===== DONNÉES À TRAITER =====

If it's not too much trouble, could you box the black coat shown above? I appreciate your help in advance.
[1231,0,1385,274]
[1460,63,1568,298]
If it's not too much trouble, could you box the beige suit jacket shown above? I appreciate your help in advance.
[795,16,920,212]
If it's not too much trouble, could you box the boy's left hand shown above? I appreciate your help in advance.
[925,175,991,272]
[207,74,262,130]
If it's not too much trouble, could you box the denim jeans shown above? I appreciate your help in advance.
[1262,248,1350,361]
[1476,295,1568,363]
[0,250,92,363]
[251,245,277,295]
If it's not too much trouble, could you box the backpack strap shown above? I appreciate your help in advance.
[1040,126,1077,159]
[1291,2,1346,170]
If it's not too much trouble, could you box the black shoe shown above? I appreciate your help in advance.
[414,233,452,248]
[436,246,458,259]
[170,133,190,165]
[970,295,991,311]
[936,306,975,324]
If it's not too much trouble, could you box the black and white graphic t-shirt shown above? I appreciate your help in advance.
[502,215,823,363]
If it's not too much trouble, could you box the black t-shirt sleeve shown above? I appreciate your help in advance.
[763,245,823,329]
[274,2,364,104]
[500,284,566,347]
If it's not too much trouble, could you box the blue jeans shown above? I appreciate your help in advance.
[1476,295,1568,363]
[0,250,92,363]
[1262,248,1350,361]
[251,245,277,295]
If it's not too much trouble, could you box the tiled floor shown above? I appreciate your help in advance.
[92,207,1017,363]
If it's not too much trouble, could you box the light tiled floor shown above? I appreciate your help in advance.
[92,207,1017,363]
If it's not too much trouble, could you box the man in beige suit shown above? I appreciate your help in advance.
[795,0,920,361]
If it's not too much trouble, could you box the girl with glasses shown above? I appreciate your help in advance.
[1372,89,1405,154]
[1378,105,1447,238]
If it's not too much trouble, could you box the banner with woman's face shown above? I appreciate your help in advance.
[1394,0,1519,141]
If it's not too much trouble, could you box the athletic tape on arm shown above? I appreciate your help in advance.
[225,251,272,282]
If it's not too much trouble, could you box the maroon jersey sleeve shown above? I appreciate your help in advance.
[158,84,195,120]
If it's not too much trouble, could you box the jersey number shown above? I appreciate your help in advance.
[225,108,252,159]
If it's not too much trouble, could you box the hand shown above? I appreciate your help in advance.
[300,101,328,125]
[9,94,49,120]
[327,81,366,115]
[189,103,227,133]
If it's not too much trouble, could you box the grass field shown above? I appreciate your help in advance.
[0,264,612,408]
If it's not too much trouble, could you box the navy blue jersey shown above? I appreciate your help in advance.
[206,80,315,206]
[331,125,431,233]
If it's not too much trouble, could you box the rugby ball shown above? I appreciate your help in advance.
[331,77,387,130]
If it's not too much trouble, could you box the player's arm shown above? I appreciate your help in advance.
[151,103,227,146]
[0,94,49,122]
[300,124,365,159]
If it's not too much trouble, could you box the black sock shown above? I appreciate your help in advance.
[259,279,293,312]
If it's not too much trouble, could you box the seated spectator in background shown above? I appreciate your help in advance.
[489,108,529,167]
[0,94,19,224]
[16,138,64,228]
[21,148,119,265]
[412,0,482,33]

=====

> [TÂCHE]:
Recopiez les lignes des données situées entre celle qui contient « If it's not too much trouble, could you box the maroon » et la fin, toutes deux incluses, phrases en anglais comprises. Ajoutez 104 à chaque coordonnée des cadres de délimitation.

> [RÉSULTAT DE L'EXERCICE]:
If it's not too much trouble, could you box the maroon jersey sleeve shown above? I appreciate your help in advance.
[262,188,299,224]
If it's not too much trouble, could you box the jersey number shown above? I appreciate your help in advance.
[329,212,356,263]
If it's not too much trouble, could you box the hand shown above? I appreciate your help in advance.
[404,205,432,229]
[113,198,153,224]
[431,185,470,219]
[293,207,331,237]
If it's not too much trouble, could you box the grass field shown above? I appreciate your help in advance.
[104,368,716,512]
If it's not too much trouble, could you box the navy blue jersey shown above? I appreciate your help in advance.
[310,184,419,310]
[435,229,535,337]
If it's not too much trouble, could you box the rugby ball shown above? I appreciate your help in advance.
[435,181,491,234]
If it's not too much trouble, could you box the player's arm shown above? I appreciate your help in advance.
[255,207,331,250]
[104,198,153,226]
[404,228,469,263]
If it's not too much trouble, could you box the black sock shown above? I appreciate your help in advance.
[363,383,397,416]
If it's not too much trouble, could you box the seated spectator in background shown above? I appreciate your help in advance.
[593,212,633,271]
[104,198,123,328]
[120,242,168,332]
[125,252,223,369]
[516,104,586,137]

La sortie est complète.